Selected excerpt:
========================

On July 12, 2012, Angela McCaskill, Gallaudet University's Chief Diversity Officer, signed a petition supporting a referendum on same-sex marriage in the state of Maryland. When her action became public, it led to an uproar at Gallaudet University, to her being placed on paid leave, and to national attention.
Currently, an assortment of advocacy groups, including the Family Research Council, Marylanders for Marriage Equality, the National Black Church Initiative, and the Human Rights Campaign, have lined up against Gallaudet's decision to place Dr. McCaskill on leave and urged university president Alan Hurwitz to immediately reinstate her. Maryland Gov. Martin O'Malley and Lt. Gov. Anthony G. Brown have also pushed for McCaskill's reinstatement. When have the Family Research Council and the Human Rights Campaign ever been on the same side of an issue? That in itself is an impressive statement.
But it begs a question that no one seems to be asking: In the face of this unification, why would President Hurwitz not reinstate Dr. McCaskill posthaste? The reason is actually very simple: Gallaudet's students don't want him to reinstate her. At least, not yet.

========================

Recorded data:
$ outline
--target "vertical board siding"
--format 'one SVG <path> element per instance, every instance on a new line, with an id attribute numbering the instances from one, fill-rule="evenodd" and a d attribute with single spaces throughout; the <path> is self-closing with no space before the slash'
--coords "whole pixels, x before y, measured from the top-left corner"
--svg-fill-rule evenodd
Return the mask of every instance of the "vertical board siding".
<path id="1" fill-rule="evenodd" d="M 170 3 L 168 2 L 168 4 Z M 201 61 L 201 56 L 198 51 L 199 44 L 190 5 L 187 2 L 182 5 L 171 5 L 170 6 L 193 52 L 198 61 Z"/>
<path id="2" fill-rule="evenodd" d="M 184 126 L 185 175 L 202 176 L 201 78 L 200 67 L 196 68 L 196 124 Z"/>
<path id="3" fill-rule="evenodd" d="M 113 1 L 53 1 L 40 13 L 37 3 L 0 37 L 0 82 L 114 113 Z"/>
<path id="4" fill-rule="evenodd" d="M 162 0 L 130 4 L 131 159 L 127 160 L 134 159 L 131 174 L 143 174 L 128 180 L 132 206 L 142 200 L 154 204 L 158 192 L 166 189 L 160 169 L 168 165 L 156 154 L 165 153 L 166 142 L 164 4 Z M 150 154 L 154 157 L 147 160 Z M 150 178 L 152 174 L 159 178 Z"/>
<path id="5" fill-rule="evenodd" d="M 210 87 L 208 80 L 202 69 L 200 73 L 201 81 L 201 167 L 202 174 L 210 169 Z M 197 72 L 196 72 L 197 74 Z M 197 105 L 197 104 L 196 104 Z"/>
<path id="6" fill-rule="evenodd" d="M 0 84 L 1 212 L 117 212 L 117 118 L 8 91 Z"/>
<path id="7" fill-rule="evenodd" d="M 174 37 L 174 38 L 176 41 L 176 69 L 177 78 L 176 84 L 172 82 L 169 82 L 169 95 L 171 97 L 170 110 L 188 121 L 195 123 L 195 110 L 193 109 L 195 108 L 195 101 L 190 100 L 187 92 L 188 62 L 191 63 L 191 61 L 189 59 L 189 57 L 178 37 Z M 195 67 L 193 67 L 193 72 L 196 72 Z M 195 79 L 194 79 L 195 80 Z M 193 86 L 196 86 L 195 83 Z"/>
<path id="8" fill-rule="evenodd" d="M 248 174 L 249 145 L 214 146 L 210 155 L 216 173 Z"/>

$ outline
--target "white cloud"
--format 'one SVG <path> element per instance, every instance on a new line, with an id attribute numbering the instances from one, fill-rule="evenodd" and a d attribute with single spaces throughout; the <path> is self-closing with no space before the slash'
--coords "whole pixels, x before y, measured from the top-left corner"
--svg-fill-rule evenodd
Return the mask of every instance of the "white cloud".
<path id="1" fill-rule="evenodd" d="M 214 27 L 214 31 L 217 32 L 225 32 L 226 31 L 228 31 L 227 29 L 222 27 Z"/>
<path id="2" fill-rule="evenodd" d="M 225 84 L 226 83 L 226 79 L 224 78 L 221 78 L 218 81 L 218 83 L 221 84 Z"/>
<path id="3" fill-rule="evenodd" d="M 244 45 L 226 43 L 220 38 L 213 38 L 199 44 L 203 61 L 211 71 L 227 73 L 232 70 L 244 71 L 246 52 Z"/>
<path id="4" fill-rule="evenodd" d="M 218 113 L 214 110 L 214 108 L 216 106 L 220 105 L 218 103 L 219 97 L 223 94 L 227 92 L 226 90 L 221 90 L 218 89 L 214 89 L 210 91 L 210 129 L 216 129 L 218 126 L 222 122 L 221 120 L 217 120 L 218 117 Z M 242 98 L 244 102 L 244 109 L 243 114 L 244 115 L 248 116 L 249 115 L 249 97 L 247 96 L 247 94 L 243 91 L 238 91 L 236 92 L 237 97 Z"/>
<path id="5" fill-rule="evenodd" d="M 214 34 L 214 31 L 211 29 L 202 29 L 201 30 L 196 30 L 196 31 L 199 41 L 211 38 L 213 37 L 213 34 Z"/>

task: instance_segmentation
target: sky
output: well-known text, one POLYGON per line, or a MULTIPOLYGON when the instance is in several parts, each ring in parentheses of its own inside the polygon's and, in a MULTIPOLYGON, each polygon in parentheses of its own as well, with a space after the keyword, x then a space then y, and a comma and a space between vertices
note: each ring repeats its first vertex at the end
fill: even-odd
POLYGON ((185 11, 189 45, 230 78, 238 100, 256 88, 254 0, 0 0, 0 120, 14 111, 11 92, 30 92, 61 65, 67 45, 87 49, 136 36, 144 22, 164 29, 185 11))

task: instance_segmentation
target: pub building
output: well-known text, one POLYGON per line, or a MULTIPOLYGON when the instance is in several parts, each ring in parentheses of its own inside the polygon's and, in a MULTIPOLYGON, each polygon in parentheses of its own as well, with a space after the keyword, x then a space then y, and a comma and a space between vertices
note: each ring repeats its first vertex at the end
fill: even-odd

========================

Your tasks:
A - Decide whether each statement agrees with the text on Angela McCaskill's leave from Gallaudet University, answering yes or no and quoting the deciding words: (i) McCaskill signed the petition on July 12, 2012; (ii) McCaskill was placed on unpaid leave; (iii) Maryland's governor pushed for McCaskill's reinstatement.
B - Carry on the text about Angela McCaskill and Gallaudet University from its last sentence.

Task-by-task answers:
A -
(i) Yes: "On July 12, 2012, Angela McCaskill, Gallaudet University's Chief Diversity Officer, signed a petition"
(ii) No: "to her being placed on paid leave"
(iii) Yes: "Maryland Gov. Martin O'Malley and Lt. Gov. Anthony G. Brown have also pushed for McCaskill's reinstatement."

B -
Eager to score political points, the politicians, advocacy groups and national media miss the student position and the heart of the matter. Not one of them has asked what the Gallaudet students feel and desire. So let's ask: Why do Gallaudet's students resist the idea of immediately returning Dr. McCaskill to her previous position?
First, understand that respect for diversity affects them on the deepest personal levels. They are all minority students, part of the seldom-seen, seldom-heard deaf minority. It can be incredibly difficult to find common ground and understanding between deaf and hearing people, more so than between races and sexual orientations. For deaf students diversity is not a politically correct buzzword. The support of diversity programs and laws are some of the most powerful tools Gallaudet students have in their quests to have satisfying lives rich in opportunity.
Dr. McCaskill's actions affected them deeply. To a 19-year-old university student struggling to come to terms with his sexuality and his hearing loss, Dr. McCaskill's signature on the petition was not a statement on democracy or free speech but was a statement on his own individual struggles to be seen and accepted and more at ease within his skin.
Assisting that student is the abiding mission of Gallaudet. Helping students grow into their most empowered selves is the cause of all liberal arts institutions. President Hurwitz could never take any stance other than supporting that student's delicate struggle. The decision to place Dr. McCaskill on leave while the university addressed the fallout from her actions follows from that.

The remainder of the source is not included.